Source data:

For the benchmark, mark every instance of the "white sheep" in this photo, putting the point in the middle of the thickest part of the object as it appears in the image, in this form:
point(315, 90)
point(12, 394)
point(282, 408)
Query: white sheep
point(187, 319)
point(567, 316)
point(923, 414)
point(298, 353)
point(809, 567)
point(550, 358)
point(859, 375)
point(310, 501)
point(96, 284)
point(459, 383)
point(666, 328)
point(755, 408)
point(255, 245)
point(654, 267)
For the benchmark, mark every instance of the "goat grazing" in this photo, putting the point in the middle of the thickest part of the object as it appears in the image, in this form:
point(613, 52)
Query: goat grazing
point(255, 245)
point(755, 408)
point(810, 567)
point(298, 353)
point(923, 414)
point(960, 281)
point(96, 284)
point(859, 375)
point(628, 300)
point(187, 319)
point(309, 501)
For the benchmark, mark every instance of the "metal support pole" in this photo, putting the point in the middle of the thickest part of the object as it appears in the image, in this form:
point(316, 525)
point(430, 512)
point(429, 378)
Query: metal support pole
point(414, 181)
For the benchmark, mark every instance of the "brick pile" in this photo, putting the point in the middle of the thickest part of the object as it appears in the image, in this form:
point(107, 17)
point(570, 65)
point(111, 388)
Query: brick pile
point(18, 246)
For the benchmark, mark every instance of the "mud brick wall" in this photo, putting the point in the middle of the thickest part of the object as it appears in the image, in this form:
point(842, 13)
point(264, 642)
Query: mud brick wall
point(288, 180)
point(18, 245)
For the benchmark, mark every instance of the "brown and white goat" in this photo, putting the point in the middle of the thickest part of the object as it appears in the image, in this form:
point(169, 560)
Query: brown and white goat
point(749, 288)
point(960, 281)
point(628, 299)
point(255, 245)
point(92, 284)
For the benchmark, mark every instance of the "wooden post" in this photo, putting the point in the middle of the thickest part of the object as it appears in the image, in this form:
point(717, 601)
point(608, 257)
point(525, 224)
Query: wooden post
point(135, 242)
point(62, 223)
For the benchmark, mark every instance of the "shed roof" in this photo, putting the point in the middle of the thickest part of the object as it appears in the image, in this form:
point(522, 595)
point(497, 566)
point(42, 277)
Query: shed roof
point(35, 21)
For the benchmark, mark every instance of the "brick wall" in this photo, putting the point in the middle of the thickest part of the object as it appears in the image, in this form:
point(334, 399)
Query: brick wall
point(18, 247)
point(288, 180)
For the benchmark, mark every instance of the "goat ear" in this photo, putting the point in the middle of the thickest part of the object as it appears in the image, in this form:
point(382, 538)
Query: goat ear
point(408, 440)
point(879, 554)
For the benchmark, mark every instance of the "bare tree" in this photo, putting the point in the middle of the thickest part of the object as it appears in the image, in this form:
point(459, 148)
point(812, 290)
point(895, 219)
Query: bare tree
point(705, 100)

• _Short problem_
Copy out all of the records above again, swapping "thickest part" for "widest part" wherever it appears and changing nothing else.

• _Output_
For the benchmark, mark every instance of the "white sheep" in this photo, putting the point in the middle of the widest part of the object as it appears in the image, in this form:
point(315, 90)
point(12, 394)
point(282, 408)
Query: white sheep
point(187, 319)
point(567, 316)
point(923, 414)
point(298, 353)
point(809, 567)
point(550, 358)
point(859, 375)
point(310, 501)
point(96, 284)
point(459, 383)
point(666, 328)
point(755, 408)
point(255, 245)
point(654, 267)
For the benchmark, mark every instance of the "goat grazing" in this photo, putting the point in the middle of the widest part of the object as it appears in the image, in this form:
point(613, 52)
Query: goat grazing
point(255, 245)
point(755, 408)
point(810, 567)
point(298, 353)
point(923, 414)
point(960, 281)
point(96, 284)
point(859, 375)
point(628, 300)
point(187, 319)
point(309, 501)
For the benchmark, mark every instance of the "metal support pole" in this photo, putting the point in the middle of the widest part of the object as it appears in the image, in this form:
point(316, 525)
point(430, 512)
point(429, 378)
Query: metal support pole
point(414, 181)
For the benchmark, mark every instance of the "brick pile" in this photo, putting the point in the middle of the widest part of the object as it appears in the image, in this form:
point(107, 17)
point(570, 65)
point(111, 388)
Query: brick pile
point(18, 246)
For the benchmark, mark every instance of the "mud brick wall" in this photo, putting the point in the middle of the widest part of the object as it appears in the image, in this form:
point(842, 13)
point(264, 642)
Query: mud brick wall
point(288, 180)
point(18, 245)
For the benchmark, mark every instance of the "brown and white goat" in this photo, putting the point in the middle of the widest part of the object as it appears in the image, in this form:
point(169, 560)
Query: brown and white goat
point(749, 288)
point(960, 281)
point(628, 299)
point(255, 245)
point(92, 284)
For the benchmark, mark every instance of the "wooden post" in this photo, putting the point in the middle of the widest part of the object as it appears in the image, in this form:
point(717, 601)
point(608, 257)
point(525, 224)
Query: wooden post
point(135, 242)
point(62, 223)
For the benchmark, mark every instance of the "shed roof" in this photo, putting the point in the middle of the widest part of the object as it appears in the image, in this form:
point(522, 595)
point(497, 566)
point(42, 277)
Query: shed roof
point(35, 21)
For the benchmark, mark every instance of the "brick wall" in this photo, putting the point in the middle of the widest part of the object as it appears in the image, in this form:
point(334, 399)
Query: brick wall
point(18, 247)
point(288, 180)
For the benchmark, mark every instance of the "goat ear" in this photo, putting the point in the middle of the widest part of the object as it appears in the image, in this form:
point(382, 538)
Query: goat ear
point(408, 440)
point(879, 554)
For the benchmark, mark every instance of the "bare tree" in this photo, putting the point in the middle of the widest part of the object as it appears in the image, in this form:
point(459, 148)
point(812, 290)
point(895, 219)
Query: bare tree
point(705, 100)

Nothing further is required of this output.